(Stored entries)
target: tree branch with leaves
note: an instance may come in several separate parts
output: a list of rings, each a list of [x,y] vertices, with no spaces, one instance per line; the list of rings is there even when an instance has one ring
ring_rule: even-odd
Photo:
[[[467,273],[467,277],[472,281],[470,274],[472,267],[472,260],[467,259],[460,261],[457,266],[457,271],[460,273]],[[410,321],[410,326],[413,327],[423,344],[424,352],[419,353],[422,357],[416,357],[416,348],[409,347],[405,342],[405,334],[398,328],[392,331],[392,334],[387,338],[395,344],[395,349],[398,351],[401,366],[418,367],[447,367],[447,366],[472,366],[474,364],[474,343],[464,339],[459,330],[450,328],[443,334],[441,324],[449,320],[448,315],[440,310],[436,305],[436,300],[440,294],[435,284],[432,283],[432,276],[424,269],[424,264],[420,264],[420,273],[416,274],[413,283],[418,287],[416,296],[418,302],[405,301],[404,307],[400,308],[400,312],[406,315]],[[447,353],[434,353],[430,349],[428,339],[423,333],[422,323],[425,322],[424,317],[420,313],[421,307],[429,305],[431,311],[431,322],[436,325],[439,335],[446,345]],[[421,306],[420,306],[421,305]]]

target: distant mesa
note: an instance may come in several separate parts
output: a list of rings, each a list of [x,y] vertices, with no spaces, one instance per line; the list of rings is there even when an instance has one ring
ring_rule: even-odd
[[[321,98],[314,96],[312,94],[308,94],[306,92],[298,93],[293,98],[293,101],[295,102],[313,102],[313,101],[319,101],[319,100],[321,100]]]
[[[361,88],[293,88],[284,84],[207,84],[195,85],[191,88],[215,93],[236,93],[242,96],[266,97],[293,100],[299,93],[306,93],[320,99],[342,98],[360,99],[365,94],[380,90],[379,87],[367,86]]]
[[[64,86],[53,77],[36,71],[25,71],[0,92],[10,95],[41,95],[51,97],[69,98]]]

= Work task =
Starting from the line with "target: distant mesa", write out every remaining line of the data above exactly, the final line included, and nothing before it.

= Task solution =
target: distant mesa
note: an instance may come in several separate parts
output: a list of rings, each a list of [x,y] vertices, with no spaces, one instance per line; the list of rings is there even when an instance has one ring
ring_rule: even-odd
[[[321,98],[314,96],[312,94],[308,94],[306,92],[298,93],[293,98],[293,101],[295,102],[313,102],[313,101],[319,101],[319,100],[321,100]]]
[[[361,88],[293,88],[284,84],[207,84],[195,85],[191,88],[215,93],[236,93],[242,96],[266,97],[293,100],[299,93],[306,93],[320,99],[342,98],[360,99],[365,94],[380,90],[379,87],[367,86]]]
[[[64,86],[53,77],[36,71],[25,71],[0,92],[10,95],[41,95],[51,97],[69,98]]]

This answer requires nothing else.